Can you copy the lines of the items below verbatim, starting at the line that contains "mark the region of the white" and stopping after the line that contains "POLYGON ((317 160, 317"?

Stored data:
— start —

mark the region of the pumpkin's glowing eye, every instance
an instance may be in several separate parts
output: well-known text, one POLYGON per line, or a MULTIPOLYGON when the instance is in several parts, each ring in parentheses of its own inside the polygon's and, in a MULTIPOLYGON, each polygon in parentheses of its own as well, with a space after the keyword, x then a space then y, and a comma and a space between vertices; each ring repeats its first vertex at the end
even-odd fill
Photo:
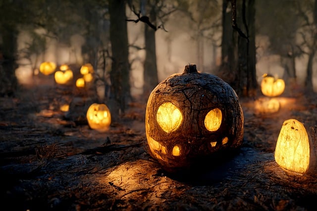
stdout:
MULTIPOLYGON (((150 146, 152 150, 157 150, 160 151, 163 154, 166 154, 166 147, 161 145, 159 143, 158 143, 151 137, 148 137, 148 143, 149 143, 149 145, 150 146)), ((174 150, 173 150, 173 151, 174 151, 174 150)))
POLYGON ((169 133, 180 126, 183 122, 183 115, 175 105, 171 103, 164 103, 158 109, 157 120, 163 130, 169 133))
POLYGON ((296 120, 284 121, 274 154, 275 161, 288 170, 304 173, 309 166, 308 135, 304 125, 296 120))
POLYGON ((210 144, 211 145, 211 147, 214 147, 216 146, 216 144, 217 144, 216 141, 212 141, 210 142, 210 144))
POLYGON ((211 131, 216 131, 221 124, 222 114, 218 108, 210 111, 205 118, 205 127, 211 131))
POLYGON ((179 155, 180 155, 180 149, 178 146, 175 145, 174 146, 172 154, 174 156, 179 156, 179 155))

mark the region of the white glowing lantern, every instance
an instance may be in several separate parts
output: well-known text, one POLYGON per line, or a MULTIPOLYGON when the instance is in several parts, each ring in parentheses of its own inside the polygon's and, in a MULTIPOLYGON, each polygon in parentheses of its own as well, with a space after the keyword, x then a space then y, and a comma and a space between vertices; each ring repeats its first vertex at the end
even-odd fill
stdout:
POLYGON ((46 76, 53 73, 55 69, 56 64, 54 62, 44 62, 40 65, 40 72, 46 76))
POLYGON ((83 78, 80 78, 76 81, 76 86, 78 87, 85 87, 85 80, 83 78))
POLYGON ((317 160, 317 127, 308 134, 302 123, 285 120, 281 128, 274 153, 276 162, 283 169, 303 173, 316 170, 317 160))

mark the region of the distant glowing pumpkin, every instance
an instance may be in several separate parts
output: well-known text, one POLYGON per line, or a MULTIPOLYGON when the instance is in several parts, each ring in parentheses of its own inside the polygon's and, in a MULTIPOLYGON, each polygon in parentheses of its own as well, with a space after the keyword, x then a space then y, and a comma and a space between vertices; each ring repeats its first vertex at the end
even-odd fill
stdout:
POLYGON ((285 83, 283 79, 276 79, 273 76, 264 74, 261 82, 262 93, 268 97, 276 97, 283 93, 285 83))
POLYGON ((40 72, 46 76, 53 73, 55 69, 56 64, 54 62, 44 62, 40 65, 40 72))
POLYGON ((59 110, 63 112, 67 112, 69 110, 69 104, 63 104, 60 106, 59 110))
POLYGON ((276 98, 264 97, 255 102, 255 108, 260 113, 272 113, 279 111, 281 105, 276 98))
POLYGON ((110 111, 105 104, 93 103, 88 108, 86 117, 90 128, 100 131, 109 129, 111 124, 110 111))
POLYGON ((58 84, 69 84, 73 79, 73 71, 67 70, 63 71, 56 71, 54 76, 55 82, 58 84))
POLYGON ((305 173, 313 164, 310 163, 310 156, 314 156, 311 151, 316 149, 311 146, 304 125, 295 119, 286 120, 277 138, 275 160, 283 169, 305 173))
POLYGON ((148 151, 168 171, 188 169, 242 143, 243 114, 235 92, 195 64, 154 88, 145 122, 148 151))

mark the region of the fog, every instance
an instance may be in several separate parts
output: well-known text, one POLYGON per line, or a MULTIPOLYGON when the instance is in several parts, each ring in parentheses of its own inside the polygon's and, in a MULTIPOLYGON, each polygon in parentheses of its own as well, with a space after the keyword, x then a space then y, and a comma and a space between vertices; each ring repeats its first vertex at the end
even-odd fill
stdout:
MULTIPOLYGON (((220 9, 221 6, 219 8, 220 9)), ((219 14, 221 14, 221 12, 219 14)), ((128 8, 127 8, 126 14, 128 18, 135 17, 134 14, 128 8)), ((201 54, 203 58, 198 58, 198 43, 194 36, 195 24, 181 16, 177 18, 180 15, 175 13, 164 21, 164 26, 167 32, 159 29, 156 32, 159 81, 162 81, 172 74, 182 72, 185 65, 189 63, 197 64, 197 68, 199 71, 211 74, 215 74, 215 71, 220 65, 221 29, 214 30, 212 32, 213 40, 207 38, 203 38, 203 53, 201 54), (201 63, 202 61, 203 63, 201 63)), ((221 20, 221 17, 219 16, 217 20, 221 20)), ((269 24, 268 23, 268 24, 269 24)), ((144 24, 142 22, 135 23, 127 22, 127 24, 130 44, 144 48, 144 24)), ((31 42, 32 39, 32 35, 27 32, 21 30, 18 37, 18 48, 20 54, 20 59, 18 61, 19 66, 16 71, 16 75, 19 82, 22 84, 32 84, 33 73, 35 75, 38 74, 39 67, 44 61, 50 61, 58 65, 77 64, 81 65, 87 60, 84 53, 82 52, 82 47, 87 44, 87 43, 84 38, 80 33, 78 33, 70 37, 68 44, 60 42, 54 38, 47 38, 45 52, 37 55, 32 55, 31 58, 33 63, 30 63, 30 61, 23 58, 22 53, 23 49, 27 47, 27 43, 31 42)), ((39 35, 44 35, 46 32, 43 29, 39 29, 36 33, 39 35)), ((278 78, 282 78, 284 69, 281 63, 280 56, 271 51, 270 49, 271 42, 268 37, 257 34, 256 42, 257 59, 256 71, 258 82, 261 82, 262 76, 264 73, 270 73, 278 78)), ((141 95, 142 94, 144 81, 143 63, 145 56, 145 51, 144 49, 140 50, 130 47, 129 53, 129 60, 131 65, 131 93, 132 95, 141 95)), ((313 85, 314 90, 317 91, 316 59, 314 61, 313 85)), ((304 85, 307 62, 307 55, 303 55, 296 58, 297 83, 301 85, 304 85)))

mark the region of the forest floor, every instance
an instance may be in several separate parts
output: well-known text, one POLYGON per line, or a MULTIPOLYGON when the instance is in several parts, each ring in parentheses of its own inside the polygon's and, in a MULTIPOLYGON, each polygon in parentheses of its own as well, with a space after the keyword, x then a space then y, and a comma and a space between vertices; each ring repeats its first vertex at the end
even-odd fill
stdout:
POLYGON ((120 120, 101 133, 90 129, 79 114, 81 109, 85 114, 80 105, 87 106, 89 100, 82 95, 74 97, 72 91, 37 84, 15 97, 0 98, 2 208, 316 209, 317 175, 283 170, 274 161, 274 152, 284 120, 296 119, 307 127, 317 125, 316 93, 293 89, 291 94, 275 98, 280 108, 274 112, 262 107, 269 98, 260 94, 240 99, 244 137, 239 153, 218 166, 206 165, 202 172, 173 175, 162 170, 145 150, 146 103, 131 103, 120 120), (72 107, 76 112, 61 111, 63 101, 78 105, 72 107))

— end —
— start —

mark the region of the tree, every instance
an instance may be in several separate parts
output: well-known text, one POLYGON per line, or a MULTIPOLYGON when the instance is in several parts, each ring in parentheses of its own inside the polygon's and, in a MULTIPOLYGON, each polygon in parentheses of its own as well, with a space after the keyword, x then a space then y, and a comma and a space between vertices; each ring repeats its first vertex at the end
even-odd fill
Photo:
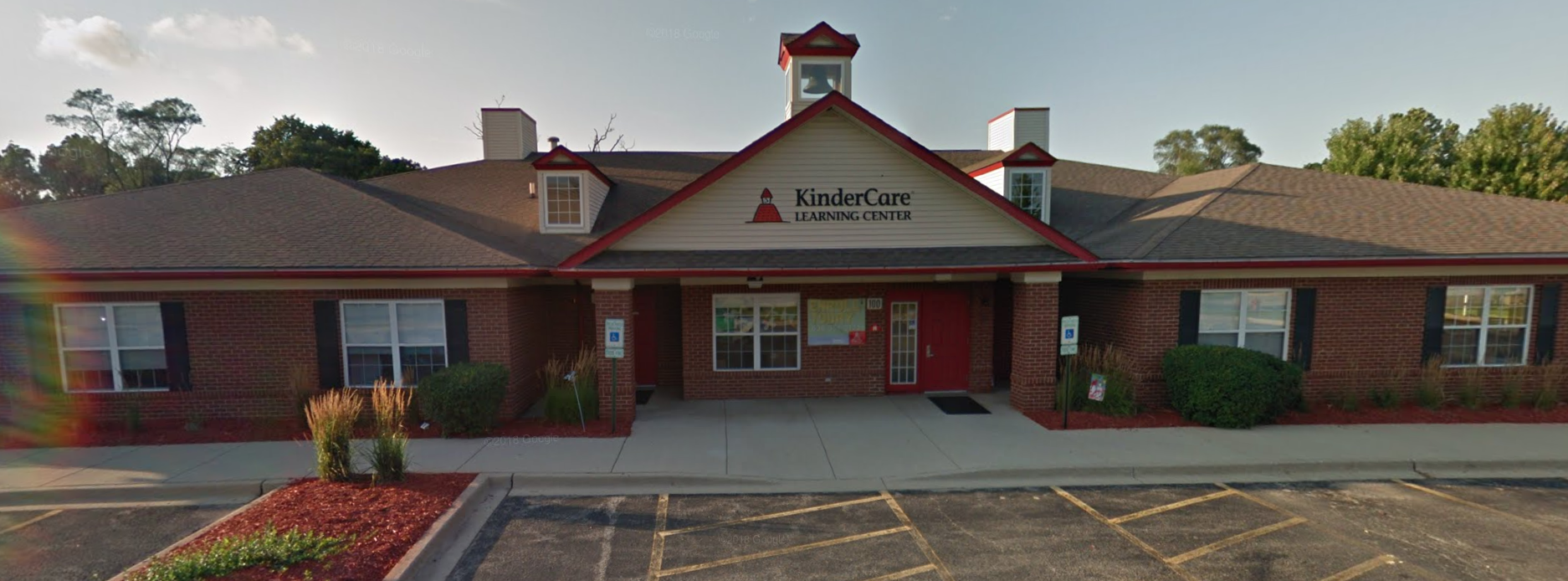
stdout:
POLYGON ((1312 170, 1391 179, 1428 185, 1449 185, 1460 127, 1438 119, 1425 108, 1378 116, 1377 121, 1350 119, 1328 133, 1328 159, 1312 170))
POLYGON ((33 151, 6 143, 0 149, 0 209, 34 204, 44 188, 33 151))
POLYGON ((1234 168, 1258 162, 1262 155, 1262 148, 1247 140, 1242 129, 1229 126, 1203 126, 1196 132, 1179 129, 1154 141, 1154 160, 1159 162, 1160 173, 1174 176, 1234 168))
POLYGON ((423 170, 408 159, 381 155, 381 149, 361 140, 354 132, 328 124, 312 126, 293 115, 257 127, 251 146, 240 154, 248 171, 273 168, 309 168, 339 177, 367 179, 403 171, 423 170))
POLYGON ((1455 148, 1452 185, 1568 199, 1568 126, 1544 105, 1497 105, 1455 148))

— end —

* [The completed task]:
mark the region of the white glowing lantern, every instance
an instance may be in several separate parts
output: well-known text, one POLYGON per line, or a MULTIPOLYGON when the instance is in several parts, each ring in parentheses of its own inside the polygon's and, in a MULTIPOLYGON, each polygon in parentheses of its own as well, with a space after the keyword, x then a space then y, and a comma and a space between vertices; each ring repeats its first vertex at the end
even-odd fill
stdout:
POLYGON ((46 76, 53 73, 55 69, 56 64, 54 62, 44 62, 40 65, 40 72, 46 76))
POLYGON ((83 78, 80 78, 76 81, 76 86, 78 87, 85 87, 85 80, 83 78))
POLYGON ((317 160, 317 127, 308 134, 302 123, 285 120, 281 128, 274 153, 276 162, 283 169, 303 173, 316 170, 317 160))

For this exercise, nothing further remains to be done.